■ **WHAT TO WORK ON**
The full set of entries below should be transcribed exactly.

■ **INFORMATION GIVEN**
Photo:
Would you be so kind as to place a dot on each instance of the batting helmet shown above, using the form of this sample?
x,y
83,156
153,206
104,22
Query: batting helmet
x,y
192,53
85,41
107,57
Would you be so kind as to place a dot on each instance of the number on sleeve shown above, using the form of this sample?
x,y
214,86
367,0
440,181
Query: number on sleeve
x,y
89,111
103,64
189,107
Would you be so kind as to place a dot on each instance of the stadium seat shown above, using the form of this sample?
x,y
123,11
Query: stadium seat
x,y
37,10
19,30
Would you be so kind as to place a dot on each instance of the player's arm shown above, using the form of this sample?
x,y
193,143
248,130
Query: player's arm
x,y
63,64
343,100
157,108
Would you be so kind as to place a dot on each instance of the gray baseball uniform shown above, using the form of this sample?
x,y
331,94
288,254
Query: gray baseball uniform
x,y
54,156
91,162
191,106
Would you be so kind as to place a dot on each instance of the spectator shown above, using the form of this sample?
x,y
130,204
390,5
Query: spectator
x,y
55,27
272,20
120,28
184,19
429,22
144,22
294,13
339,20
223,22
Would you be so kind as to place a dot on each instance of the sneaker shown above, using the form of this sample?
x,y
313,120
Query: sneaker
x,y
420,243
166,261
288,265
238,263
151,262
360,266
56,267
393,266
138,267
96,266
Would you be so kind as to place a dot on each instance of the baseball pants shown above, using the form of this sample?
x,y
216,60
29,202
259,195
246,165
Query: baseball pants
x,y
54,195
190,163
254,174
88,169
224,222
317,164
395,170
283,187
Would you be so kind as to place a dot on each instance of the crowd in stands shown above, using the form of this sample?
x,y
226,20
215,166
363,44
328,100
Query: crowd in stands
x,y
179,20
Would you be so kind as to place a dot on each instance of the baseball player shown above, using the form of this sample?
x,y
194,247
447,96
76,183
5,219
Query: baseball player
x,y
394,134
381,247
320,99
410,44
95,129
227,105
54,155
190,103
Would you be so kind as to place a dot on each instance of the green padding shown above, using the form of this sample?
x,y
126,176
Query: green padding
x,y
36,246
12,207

■ **OUTPUT BELOW**
Photo:
Would you be so kind as to place a dot on each instance of the batting helmet shown above, using the form of this sample?
x,y
83,156
153,206
104,22
Query: batting helmet
x,y
192,53
85,41
107,57
Would you be so kind as to place a dot on each instance of the number on sleeve shown above, using the form of this sample?
x,y
214,86
367,0
440,181
Query: number on sleeve
x,y
89,111
103,64
189,107
Would you be so kind as to place a dot on each instance of the stadium seat shown above, using the form of this sample?
x,y
123,11
Query: stadium seat
x,y
37,10
19,30
Would you be so kind as to place a dot on each instance of the player's arm shown above, using the form of this sample?
x,y
193,143
248,130
Query: player's arm
x,y
63,64
343,100
157,108
Would you be so kind as to place a dot on each instance of the gray baseball uniform shown above, using the form of this sample?
x,y
331,94
288,254
Query: gray baseball uniform
x,y
54,156
91,162
191,106
Would you be so kind as to place a dot on each instance of the spectator shown above, using the form of this sample?
x,y
130,204
390,5
Query: spectator
x,y
55,27
272,20
120,28
184,19
429,22
144,22
294,13
339,20
223,22
Would you be so kind as to place a dot on each instance of the sneaker shown above, using the form of this sample?
x,y
313,120
Query: sneaker
x,y
420,243
166,261
288,265
238,263
151,262
360,266
56,267
393,266
138,267
96,266
Would you be so kind as to place a dot on each instance of the baseball pants shown above, using the form of this sample?
x,y
216,60
29,202
259,195
246,165
Query: baseball pants
x,y
54,195
190,163
254,174
88,169
224,222
317,164
395,170
283,187
Would you be so kind as to place a dot on each instance of the crowd in stands shown above, using the form of this sample?
x,y
226,20
215,166
363,44
328,100
Query: crowd in stands
x,y
179,20
Would you be so kind as to place a dot on each instance of the baseball player shown above, using the form of this sample?
x,y
194,247
447,96
76,183
5,219
Query: baseball player
x,y
394,134
381,247
320,99
410,44
95,129
227,105
54,155
190,103
Would you be so kind as to place a dot on each instance of the green padding shown above, using the form of this sample?
x,y
126,176
Query: green padding
x,y
36,246
12,207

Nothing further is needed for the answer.